(WORK TO COMPLETE) Pull out every line of the listing below and reproduce it word for word, in its original order. Leave the pictures out of your answer.
** start DATA FOR THIS EXERCISE **
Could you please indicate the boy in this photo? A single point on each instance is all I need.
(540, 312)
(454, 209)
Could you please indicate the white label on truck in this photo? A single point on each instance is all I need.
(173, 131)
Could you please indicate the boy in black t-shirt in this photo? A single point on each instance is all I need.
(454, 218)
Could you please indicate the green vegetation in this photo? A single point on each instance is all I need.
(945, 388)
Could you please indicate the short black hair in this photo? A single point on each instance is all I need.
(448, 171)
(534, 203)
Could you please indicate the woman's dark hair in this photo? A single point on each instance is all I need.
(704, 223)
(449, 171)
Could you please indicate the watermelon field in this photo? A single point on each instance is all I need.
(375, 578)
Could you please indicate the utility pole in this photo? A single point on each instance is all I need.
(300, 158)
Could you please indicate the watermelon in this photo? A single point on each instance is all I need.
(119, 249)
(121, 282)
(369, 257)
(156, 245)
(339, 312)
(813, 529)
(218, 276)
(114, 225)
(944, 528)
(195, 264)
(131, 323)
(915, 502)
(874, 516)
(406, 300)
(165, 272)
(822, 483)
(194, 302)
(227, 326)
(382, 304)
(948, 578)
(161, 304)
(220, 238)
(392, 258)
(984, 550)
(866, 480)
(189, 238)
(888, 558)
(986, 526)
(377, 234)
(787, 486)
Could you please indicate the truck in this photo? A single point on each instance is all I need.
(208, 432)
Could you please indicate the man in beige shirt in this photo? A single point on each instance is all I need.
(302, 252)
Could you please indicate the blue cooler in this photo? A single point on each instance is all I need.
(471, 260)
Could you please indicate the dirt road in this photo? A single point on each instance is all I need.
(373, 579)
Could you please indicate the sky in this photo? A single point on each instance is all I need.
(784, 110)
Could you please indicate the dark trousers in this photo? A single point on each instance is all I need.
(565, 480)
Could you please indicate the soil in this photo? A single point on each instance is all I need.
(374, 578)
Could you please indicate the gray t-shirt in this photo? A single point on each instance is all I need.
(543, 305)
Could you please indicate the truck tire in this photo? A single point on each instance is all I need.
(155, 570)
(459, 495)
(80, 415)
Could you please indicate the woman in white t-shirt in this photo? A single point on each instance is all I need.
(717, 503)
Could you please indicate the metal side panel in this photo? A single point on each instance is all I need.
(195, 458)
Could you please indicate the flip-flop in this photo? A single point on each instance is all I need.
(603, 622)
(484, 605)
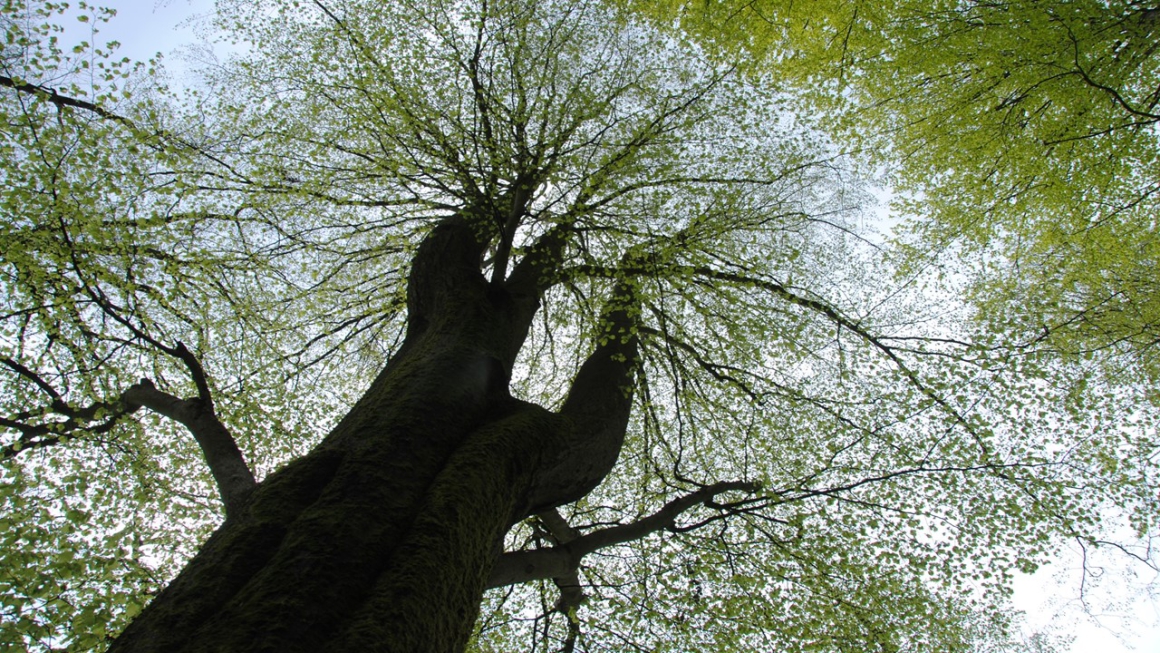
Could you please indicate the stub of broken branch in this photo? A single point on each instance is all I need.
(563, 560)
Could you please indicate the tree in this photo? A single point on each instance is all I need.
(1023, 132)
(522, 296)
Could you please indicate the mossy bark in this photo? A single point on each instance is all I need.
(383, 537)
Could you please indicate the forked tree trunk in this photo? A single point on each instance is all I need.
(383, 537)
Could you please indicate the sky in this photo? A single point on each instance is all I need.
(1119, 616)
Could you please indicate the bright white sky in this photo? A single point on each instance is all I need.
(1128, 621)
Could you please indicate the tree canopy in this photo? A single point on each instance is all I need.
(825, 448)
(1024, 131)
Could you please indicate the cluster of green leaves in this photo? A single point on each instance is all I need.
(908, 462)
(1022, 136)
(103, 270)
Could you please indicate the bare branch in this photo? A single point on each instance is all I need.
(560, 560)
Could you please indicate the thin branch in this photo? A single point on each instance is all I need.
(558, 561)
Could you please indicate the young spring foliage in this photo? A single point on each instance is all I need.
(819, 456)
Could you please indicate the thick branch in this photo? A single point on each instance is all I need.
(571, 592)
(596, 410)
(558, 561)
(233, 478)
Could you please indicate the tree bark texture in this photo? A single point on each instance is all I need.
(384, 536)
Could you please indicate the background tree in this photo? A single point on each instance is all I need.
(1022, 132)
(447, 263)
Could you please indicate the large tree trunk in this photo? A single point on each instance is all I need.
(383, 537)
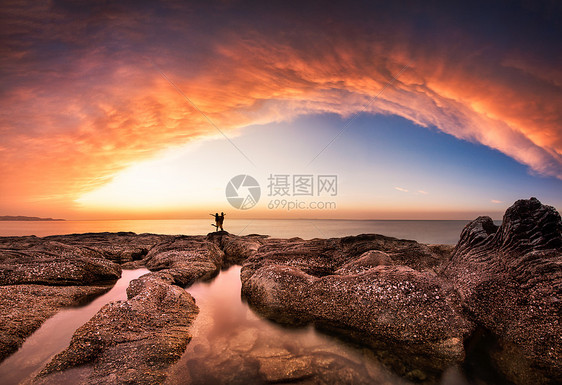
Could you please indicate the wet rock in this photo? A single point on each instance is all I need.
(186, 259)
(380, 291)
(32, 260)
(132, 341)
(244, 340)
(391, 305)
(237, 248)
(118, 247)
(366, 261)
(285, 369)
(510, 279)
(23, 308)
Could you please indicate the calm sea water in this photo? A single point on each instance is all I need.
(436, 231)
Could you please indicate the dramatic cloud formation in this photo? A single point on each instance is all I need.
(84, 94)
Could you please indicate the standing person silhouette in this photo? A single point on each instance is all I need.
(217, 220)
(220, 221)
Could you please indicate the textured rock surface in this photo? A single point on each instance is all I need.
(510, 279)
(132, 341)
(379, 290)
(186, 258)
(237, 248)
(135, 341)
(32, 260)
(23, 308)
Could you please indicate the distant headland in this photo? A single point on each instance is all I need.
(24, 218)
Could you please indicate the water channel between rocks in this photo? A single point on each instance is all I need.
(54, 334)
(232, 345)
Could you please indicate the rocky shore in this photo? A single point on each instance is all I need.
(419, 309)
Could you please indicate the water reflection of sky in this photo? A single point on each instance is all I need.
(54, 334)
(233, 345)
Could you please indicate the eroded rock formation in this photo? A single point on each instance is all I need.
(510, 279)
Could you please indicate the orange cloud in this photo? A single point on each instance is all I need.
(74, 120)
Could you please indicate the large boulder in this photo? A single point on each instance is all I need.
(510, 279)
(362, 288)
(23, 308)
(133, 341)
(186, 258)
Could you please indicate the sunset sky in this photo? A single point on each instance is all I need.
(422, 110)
** end DATA FOR THIS EXERCISE **
(SOLUTION)
Could you please indicate the boy in this photo? A single point on each instance is all I need.
(540, 312)
(454, 209)
Could you please indicate the white label on truck in this photo? A single point on each instance is all I need.
(173, 131)
Could you please indicate the boy in black t-shirt in this photo? A single point on each instance is all I need.
(454, 218)
Could you please indicate the green vegetation in this photo? A single point on each instance is all I need.
(945, 388)
Could you please indicate the short black hair in this photo? A single point on each instance is all I need.
(448, 171)
(534, 203)
Could you please indicate the woman's dark hair in this photo? A single point on each instance is all I need.
(704, 223)
(449, 171)
Could you please indicate the watermelon field in this photo? A single point on each instance is all I need.
(375, 578)
Could you please indicate the utility pole in this photo? A single point on each instance is all I need.
(300, 158)
Could you please indicate the watermelon in this photo? A single point on each instance is all I need.
(119, 249)
(121, 282)
(369, 257)
(156, 245)
(339, 312)
(813, 529)
(218, 276)
(114, 225)
(944, 528)
(195, 264)
(131, 323)
(915, 502)
(874, 516)
(406, 300)
(165, 272)
(822, 483)
(194, 302)
(227, 326)
(382, 304)
(948, 578)
(161, 304)
(220, 238)
(392, 258)
(984, 550)
(866, 480)
(189, 238)
(888, 558)
(986, 526)
(377, 234)
(787, 486)
Could you please indicate the truck in this photo? A single point on each instance is all I need.
(208, 432)
Could you please indicate the man in beige shirt in this photo? A single point on each instance is all I need.
(302, 252)
Could you please indicate the blue cooler in this photo? A single point on each instance is all I need.
(471, 260)
Could you please indicate the dirt road in this photo? A single point on each instance is all I need.
(373, 579)
Could you please indicate the sky in this photo? A single point on each instance is all I need.
(784, 110)
Could you please indicate the dark trousers in this photo? A single point on each instance is all I need.
(565, 480)
Could you please indicate the soil in this photo? A single point on each instance is all I need.
(374, 578)
Could you please indicate the gray t-shirt in this photo? A single point on each instance is all I need.
(543, 305)
Could you please indicate the truck tire in this photo? A single point on each instance is all I need.
(155, 570)
(459, 495)
(80, 415)
Could you please indicate the woman in white t-shirt in this photo? A single point on each instance is all I need.
(717, 503)
Could you please indicate the metal side panel in this photo? A single point on each instance is all I need.
(195, 458)
Could you please indicate the flip-flop in this photo? A single point on each instance is all I need.
(603, 622)
(484, 605)
Could you please indicate the stub of broken branch in this photo? A single point on each instance is all I need.
(563, 560)
Could you please indicate the tree in this photo? A single point on each instance is all I need.
(1023, 132)
(522, 296)
Could you please indicate the mossy bark in this photo? A single point on each instance is all I need.
(383, 537)
Could you please indicate the forked tree trunk in this photo? A single point on each instance is all I need.
(383, 537)
Could you please indicate the sky in this photo? A single point on each instance is all I need.
(1119, 616)
Could you please indicate the bright white sky in this photo? A single point on each instance is all I need.
(1128, 621)
Could you please indicate the tree canopy in this photo? A single point on each instance is all I need.
(825, 448)
(1024, 131)
Could you please indicate the cluster of green leaves in this photo? A single point on each instance is all I need.
(908, 462)
(1022, 136)
(103, 270)
Could you please indicate the bare branch in this photo? A single point on each instance is all I need.
(560, 560)
Could you please indicate the thin branch in this photo? A single point on each instance is all I need.
(558, 561)
Could you please indicate the young spring foliage in this photo? A single point on each instance is all I need.
(819, 456)
Could you please indicate the thick branch in this photo? A single point on each instance is all I need.
(571, 592)
(596, 410)
(558, 561)
(233, 478)
Could you please indicate the tree bark texture in this photo? A single point on each instance is all I need.
(384, 536)
Could you please indicate the background tree in this photo? A single point on each instance is all I need.
(1022, 132)
(447, 263)
Could you please indicate the large tree trunk in this photo? A single point on each instance is all I need.
(383, 537)
Could you please indicate the wet rock in this photo? A single point on each instance is all I need.
(186, 259)
(380, 291)
(32, 260)
(132, 341)
(244, 340)
(391, 305)
(237, 248)
(118, 247)
(366, 261)
(285, 369)
(510, 279)
(23, 308)
Could you please indicate the calm sea water in this photo? A single point on each instance is all I need.
(436, 231)
Could you please indicate the dramatic cloud formation in this photo? A single point on each instance is all I need.
(84, 94)
Could you please indicate the standing person silhouette in this photo? A single point on each instance is all I need.
(217, 220)
(220, 221)
Could you please indicate the textured rock surface in this photo? A single point on each instance is all I need.
(510, 279)
(132, 341)
(379, 290)
(186, 258)
(237, 248)
(135, 341)
(32, 260)
(23, 308)
Could you please indicate the distant headland in this photo? A single point on each instance is all I need.
(24, 218)
Could you please indicate the water channel between rocks in this photo? A single point on each instance is all I need.
(54, 334)
(232, 345)
Could you please indicate the rocky shore in this photo? A single point on each instance is all I need.
(419, 309)
Could you please indicate the water reflection of sky in this photo? A single point on each instance is all I need.
(54, 334)
(233, 345)
Could you please indicate the eroded rock formation in this photo? A single point on each instance is all I need.
(510, 279)
Could you please indicate the orange cloud in this photo? A single point on each instance is all I need.
(74, 120)
Could you please indicate the large boulder in this photo? A single point on each instance is all I need.
(510, 279)
(362, 288)
(23, 308)
(133, 341)
(186, 258)
Could you please indicate the sunset sky in this photo? A single point on each instance is all I need.
(422, 110)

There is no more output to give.